Extracted information ▸
################

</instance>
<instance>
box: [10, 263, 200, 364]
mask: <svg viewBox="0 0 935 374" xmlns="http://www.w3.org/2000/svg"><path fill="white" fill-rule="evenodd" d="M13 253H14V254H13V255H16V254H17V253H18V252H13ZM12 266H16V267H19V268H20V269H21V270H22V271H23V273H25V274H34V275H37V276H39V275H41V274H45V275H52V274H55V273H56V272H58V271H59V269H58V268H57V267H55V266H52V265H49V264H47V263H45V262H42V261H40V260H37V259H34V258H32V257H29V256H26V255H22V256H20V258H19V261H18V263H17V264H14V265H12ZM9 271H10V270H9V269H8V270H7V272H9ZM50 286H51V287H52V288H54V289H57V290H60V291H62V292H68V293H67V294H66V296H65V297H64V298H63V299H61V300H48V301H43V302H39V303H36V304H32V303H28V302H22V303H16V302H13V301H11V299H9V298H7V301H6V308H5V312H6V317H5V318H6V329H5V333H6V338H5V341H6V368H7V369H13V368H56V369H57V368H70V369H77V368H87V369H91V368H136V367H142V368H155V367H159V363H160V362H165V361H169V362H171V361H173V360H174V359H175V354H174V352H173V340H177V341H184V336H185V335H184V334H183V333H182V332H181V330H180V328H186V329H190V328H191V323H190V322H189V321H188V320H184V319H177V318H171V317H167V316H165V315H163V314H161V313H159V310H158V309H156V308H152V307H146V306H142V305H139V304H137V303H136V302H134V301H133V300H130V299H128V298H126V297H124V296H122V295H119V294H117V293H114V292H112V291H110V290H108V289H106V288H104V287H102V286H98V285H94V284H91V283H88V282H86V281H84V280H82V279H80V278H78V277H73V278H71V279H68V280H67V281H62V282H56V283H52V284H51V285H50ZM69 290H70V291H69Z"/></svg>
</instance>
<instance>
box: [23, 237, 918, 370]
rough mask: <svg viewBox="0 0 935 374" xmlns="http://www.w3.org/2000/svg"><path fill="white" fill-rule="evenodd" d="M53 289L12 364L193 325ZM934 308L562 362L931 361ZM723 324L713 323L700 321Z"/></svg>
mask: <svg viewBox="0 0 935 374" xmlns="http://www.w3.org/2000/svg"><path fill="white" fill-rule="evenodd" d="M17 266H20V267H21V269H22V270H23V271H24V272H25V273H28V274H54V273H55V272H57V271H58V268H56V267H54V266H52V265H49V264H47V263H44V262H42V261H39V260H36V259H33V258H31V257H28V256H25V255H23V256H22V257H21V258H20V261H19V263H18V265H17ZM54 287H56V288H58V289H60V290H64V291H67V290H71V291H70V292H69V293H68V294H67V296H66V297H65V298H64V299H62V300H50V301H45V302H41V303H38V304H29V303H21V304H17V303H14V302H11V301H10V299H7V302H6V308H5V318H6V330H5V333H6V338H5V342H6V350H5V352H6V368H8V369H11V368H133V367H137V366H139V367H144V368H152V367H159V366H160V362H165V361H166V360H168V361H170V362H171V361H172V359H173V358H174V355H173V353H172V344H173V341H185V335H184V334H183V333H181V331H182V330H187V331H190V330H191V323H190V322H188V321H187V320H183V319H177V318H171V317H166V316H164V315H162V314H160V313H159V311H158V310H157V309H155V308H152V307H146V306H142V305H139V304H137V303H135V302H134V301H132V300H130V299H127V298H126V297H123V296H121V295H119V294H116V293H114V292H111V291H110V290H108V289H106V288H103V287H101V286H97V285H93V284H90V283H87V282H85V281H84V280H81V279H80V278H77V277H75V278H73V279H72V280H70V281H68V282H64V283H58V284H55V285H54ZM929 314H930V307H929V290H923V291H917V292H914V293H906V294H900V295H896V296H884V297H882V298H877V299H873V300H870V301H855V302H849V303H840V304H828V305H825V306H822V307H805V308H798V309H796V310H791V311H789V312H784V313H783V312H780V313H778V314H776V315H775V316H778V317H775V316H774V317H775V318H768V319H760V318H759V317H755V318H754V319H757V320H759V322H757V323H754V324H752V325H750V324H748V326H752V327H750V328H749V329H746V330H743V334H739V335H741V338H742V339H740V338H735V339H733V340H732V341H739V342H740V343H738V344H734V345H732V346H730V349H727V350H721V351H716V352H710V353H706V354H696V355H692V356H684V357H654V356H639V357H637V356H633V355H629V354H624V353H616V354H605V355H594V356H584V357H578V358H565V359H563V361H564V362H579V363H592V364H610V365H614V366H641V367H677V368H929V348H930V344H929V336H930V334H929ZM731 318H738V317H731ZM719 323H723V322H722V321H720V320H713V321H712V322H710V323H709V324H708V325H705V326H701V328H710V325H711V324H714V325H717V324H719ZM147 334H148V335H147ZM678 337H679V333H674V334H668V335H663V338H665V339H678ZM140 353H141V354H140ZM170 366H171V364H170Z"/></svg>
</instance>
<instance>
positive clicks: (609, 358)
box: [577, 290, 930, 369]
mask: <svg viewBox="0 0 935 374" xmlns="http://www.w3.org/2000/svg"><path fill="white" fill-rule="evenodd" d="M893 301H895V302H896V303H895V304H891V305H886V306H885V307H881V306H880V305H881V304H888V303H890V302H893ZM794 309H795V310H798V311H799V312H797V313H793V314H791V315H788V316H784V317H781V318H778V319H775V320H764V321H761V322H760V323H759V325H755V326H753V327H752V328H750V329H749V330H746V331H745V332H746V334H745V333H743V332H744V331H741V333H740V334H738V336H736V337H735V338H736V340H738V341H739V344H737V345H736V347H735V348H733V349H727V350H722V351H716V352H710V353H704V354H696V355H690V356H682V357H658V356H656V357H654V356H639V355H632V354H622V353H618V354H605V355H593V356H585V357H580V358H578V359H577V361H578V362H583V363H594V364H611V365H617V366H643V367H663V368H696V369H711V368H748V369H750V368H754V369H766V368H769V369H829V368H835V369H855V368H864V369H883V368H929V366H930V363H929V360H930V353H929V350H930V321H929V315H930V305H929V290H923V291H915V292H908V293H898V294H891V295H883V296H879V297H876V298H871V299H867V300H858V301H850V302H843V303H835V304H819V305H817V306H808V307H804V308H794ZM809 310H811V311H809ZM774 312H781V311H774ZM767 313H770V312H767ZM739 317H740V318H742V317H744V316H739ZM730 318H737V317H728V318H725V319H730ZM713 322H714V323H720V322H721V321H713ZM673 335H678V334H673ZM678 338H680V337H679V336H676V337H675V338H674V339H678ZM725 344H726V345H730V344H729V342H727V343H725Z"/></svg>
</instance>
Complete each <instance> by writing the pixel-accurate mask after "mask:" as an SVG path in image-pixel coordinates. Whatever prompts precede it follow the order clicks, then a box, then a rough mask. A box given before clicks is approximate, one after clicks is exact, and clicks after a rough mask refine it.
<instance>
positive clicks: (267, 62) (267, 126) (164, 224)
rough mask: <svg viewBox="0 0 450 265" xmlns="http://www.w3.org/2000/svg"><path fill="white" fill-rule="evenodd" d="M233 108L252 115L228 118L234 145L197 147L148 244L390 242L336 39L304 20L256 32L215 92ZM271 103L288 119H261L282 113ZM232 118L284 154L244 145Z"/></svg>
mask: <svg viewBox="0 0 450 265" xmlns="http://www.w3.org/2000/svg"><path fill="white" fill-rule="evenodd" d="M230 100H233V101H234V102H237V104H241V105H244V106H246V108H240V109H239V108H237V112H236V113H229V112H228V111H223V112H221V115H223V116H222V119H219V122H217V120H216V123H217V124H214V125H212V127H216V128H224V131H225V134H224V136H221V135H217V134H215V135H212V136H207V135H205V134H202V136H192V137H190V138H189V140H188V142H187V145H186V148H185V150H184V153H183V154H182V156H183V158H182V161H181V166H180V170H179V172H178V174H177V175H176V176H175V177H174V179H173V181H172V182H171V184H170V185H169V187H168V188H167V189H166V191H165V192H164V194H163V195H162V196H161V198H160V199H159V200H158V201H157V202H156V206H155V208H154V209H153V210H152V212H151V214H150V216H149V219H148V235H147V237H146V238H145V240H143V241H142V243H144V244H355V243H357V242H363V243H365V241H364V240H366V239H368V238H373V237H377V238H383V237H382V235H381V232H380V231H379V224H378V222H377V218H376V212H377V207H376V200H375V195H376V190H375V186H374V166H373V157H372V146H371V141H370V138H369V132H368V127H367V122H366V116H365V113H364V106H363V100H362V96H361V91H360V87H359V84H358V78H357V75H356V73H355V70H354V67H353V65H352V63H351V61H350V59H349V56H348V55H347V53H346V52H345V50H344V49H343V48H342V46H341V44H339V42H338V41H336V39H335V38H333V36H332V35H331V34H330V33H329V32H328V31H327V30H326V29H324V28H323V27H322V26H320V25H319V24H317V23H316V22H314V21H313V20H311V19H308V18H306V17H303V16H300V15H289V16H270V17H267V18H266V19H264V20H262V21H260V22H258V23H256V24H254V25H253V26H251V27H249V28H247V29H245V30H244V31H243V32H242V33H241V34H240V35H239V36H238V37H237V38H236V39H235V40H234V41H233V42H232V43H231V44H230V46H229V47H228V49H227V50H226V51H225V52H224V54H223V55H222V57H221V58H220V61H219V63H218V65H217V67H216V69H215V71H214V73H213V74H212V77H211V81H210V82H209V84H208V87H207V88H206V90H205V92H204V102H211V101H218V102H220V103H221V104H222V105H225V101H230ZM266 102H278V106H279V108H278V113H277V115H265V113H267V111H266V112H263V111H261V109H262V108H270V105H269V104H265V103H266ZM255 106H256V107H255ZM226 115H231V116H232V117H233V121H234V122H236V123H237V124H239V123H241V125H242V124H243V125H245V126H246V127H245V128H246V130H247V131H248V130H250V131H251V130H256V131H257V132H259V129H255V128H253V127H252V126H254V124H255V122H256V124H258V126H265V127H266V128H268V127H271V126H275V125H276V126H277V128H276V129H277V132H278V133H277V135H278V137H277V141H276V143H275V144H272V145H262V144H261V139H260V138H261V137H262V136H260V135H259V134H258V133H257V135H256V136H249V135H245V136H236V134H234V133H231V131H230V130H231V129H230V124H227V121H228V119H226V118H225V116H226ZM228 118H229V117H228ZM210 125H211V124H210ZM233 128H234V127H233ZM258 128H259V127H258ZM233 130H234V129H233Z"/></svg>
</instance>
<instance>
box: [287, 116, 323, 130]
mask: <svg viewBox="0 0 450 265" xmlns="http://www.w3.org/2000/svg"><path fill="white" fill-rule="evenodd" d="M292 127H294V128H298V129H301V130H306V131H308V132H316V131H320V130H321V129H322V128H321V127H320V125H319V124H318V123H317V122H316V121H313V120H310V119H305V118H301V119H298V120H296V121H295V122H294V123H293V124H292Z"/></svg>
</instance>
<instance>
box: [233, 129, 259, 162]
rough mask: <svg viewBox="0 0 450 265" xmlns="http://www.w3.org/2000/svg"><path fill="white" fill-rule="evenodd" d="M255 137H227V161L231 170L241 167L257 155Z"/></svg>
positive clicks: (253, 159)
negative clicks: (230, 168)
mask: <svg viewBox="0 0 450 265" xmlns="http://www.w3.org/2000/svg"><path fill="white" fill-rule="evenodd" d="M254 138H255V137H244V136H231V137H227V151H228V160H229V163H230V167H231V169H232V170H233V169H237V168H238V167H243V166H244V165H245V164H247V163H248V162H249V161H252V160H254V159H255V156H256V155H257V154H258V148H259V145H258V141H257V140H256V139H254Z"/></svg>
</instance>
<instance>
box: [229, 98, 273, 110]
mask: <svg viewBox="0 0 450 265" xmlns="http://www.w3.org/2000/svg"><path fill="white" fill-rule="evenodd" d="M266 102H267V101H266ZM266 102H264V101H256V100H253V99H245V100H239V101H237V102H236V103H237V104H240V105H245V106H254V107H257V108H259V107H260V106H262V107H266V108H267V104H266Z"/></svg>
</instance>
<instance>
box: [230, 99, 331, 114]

################

Problem ▸ Each line from the one containing "negative clicks: (230, 168)" through the end of the material should be restated word for word; leave out every line before it.

Response for this exercise ▸
negative clicks: (230, 168)
mask: <svg viewBox="0 0 450 265" xmlns="http://www.w3.org/2000/svg"><path fill="white" fill-rule="evenodd" d="M254 138H255V137H244V136H231V137H227V151H228V160H229V163H230V167H231V169H232V170H233V169H237V168H238V167H243V166H244V165H245V164H247V163H248V162H249V161H252V160H254V159H255V156H256V155H257V154H258V148H259V145H258V141H257V140H256V139H254Z"/></svg>
</instance>
<instance>
box: [229, 98, 273, 110]
mask: <svg viewBox="0 0 450 265" xmlns="http://www.w3.org/2000/svg"><path fill="white" fill-rule="evenodd" d="M266 102H267V101H266ZM266 102H264V101H256V100H253V99H245V100H239V101H237V102H236V103H237V104H240V105H245V106H254V107H257V108H259V107H260V106H262V107H266V108H267V104H266Z"/></svg>
</instance>
<instance>
box: [230, 99, 331, 114]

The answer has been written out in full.